• [TEKS BACAAN]
________________

Mengenai sudah dicabutnya laporan, menurut hakim, tidak menjadikan KPPU kehilangan kewenangan untuk memeriksa pelaku usaha yang diduga melakukan praktik monopoli dan persaingan usaha tidak sehat lainnya. Dengan demikian, alasan keberatan pada aspek formal tidak beralasan, kata Zulfahmi. Pertimbangan terakhir ini seolah-olah menjawab bagaimana akhir drama perseteruan FSP BUMN melawan KPPU di PN Jakarta Pusat.
Benar Secara Material
Tidak hanya dari segi formal, dari aspek materil pun majelis hakim lebih sependapat dengan putusan KPPU ketimbang keberatan para pemohon. Buktinya, Temasek dan 8 anak perusahaannya tetap dinyatakan melanggar Pasal 27 huruf a UU Anti Monopoli. Sementara Telkomsel tetap divonis bersalah melanggar Pasal 17 Ayat (1) UU Anti Monopoli. Selain itu, Telkomsel tetap terhindar dari ancaman Pasal 25 UU Anti Monopoli.
Meski begitu, terhadap beberapa amar putusan, majelis hakim tidak sepandangan dengan putusan KPPU. Salah satunya mengenai cara penghentian kepemilikan saham Temasek dan anak perusahaannya di Telkomsel atau di Indosat. KPPU saat itu hanya memerintahkan agar Temasek c.s memilih melepas sahamnya di Telkomsel atau Indosat. Kali ini, majelis hakim menambahkan opsi baru, yaitu mengurangi 50 persen saham di kedua perusahaan itu.

________________

• [PETUNJUK]
1 > Menurut bacaan di atas, pasal apa dalam UU Anti Monopoli yang dinyatakan dilanggar oleh Telkomsel?
2 > Ulangi persis bagian bacaan di atas yang dimulai dari "Mengenai sudah dicabutnya" dan berakhir pada "25 UU Anti Monopoli.".

________________

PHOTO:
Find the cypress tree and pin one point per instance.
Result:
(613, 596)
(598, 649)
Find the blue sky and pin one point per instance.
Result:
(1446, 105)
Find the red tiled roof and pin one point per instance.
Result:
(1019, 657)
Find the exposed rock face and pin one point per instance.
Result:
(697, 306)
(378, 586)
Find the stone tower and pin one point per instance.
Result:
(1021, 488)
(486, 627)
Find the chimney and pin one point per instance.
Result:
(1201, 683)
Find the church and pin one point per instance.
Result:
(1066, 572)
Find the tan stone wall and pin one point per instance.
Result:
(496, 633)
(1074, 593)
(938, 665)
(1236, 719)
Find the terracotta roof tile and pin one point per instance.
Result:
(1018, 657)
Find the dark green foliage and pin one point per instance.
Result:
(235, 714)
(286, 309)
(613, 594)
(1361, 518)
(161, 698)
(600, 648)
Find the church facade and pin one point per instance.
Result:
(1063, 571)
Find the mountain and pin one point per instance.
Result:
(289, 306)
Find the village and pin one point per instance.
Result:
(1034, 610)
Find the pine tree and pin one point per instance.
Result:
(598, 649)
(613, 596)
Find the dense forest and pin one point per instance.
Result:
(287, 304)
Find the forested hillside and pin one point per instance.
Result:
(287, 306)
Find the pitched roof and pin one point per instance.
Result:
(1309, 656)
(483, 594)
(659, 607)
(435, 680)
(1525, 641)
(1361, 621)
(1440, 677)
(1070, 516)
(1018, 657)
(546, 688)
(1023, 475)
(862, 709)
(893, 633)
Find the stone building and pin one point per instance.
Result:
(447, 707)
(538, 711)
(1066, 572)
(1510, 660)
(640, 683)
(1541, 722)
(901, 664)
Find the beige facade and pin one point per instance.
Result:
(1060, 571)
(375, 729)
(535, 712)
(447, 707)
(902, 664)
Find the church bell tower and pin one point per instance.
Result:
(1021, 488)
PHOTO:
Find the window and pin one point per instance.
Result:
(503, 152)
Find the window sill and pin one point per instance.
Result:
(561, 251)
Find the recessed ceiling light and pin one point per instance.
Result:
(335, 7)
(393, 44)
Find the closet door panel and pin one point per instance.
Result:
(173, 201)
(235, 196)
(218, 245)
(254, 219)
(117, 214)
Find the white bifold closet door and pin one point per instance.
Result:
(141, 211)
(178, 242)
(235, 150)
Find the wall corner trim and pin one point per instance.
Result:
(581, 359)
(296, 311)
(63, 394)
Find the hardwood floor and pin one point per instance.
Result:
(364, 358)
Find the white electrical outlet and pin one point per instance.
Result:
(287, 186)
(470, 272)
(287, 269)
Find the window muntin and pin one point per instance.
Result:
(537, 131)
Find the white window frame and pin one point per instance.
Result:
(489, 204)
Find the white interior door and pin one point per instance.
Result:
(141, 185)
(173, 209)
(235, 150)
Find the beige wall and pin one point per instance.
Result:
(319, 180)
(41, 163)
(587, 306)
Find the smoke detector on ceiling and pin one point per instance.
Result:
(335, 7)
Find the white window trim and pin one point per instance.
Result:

________________

• [JAWABAN PER TUGAS]
1 > Pasal 17 Ayat (1) UU Anti Monopoli.

2 >
Mengenai sudah dicabutnya laporan, menurut hakim, tidak menjadikan KPPU kehilangan kewenangan untuk memeriksa pelaku usaha yang diduga melakukan praktik monopoli dan persaingan usaha tidak sehat lainnya. Dengan demikian, alasan keberatan pada aspek formal tidak beralasan, kata Zulfahmi. Pertimbangan terakhir ini seolah-olah menjawab bagaimana akhir drama perseteruan FSP BUMN melawan KPPU di PN Jakarta Pusat.
Benar Secara Material
Tidak hanya dari segi formal, dari aspek materil pun majelis hakim lebih sependapat dengan putusan KPPU ketimbang keberatan para pemohon. Buktinya, Temasek dan 8 anak perusahaannya tetap dinyatakan melanggar Pasal 27 huruf a UU Anti Monopoli. Sementara Telkomsel tetap divonis bersalah melanggar Pasal 17 Ayat (1) UU Anti Monopoli. Selain itu, Telkomsel tetap terhindar dari ancaman Pasal 25 UU Anti Monopoli.